Given instruction: Update the items below by changing every "keypoint" to "marker" and leaving all other text unchanged. Leave the pictures out of your answer.

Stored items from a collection

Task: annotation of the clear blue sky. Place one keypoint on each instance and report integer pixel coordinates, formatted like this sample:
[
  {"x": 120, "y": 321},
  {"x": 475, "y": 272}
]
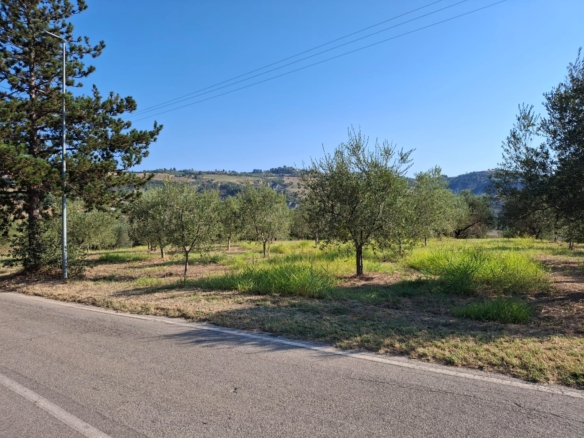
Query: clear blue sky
[{"x": 450, "y": 92}]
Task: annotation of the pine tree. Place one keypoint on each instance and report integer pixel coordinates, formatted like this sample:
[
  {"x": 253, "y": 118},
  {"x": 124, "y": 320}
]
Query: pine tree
[{"x": 101, "y": 144}]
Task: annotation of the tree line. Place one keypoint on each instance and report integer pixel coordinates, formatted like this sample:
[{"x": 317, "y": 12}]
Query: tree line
[{"x": 540, "y": 182}]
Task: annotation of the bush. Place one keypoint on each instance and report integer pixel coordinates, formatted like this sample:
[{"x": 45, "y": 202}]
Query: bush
[{"x": 507, "y": 311}]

Expected answer:
Task: annotation of the clear blue sky. Place one marker on each instance and report integer pixel coordinates, formatted like this sample:
[
  {"x": 120, "y": 321},
  {"x": 475, "y": 272}
]
Query: clear blue sky
[{"x": 450, "y": 92}]
Task: annotation of the pine tree. Place one marker on each instance and report integer pixel coordinates, formatted like this sample:
[
  {"x": 253, "y": 118},
  {"x": 124, "y": 320}
]
Query: pine tree
[{"x": 101, "y": 144}]
Task: annotation of the tree line. Place one marker on each instance and report integer pixel coordinates, formatted like this sample:
[{"x": 317, "y": 12}]
Query: tree line
[{"x": 540, "y": 182}]
Task: annotation of the bush. Place one marker on each instance and report integer pixel coordinates, formatted like this sample:
[{"x": 45, "y": 202}]
Query: bush
[{"x": 507, "y": 311}]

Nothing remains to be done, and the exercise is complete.